*Quoted passage*.
● ● ●

My first Python program

Seebs usenet-nospam at seebs.net
Wed Oct 13 15:10:37 EDT 2010


On 2010-10-13, Jean-Michel Pichavant <jeanmichel at sequans.com> wrote:
> If you wonder about some defects reported by such linters, you can then 
> ask in this list why something is not that good, because it may not be 
> always obvious.

> 'pylint' is one them, pretty effective.

Okay, several questions about stuff pylint found.

1.  If I have a message that I wish to print, it is quite possible
that message + indentation exceeds 80 lines.  What's the idiomatic way
to solve this?  Do I just break the string up into parts, or do I just
accept that some lines are over 80 characters, or what?
2.  It warns about **kw, both because the name is short and because of
the "** magic".  I was previously advised that the name "kw" is canonical
for that usage, in which case, why am I getting linted at?

● ● ●

*Image location labeling entries*.
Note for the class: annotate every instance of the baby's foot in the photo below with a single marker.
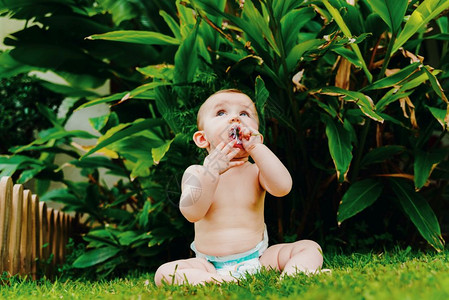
(295, 271)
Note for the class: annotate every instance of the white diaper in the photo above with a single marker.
(237, 265)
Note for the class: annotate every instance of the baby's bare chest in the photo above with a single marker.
(238, 189)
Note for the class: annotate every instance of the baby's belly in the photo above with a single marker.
(227, 241)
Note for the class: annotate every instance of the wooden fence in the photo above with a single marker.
(33, 237)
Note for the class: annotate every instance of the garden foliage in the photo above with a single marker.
(349, 94)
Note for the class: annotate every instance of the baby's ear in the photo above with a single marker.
(200, 139)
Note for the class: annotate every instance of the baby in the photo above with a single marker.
(224, 198)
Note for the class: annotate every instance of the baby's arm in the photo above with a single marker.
(273, 175)
(200, 182)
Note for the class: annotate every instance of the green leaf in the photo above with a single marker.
(294, 56)
(261, 96)
(340, 146)
(186, 59)
(426, 11)
(283, 8)
(390, 97)
(391, 11)
(137, 37)
(124, 96)
(419, 212)
(440, 115)
(172, 24)
(349, 55)
(95, 256)
(436, 85)
(292, 23)
(396, 78)
(344, 28)
(364, 102)
(56, 135)
(9, 67)
(424, 164)
(359, 196)
(381, 154)
(123, 131)
(159, 152)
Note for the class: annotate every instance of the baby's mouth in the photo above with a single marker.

● ● ●

*Given instruction*.
Decide whether each statement agrees with the mailing-list post about pylint, answering yes or no and quoting the post's deciding words: (a) Jean-Michel Pichavant describes pylint as ineffective. (b) One reason pylint warns about **kw is that the name is short. (c) The post is dated in 2010. The entries are material separate from the post.

*Solution to this task*.
(a) No: "pretty effective."
(b) Yes: "It warns about **kw, both because the name is short"
(c) Yes: "Wed Oct 13 15:10:37 EDT 2010"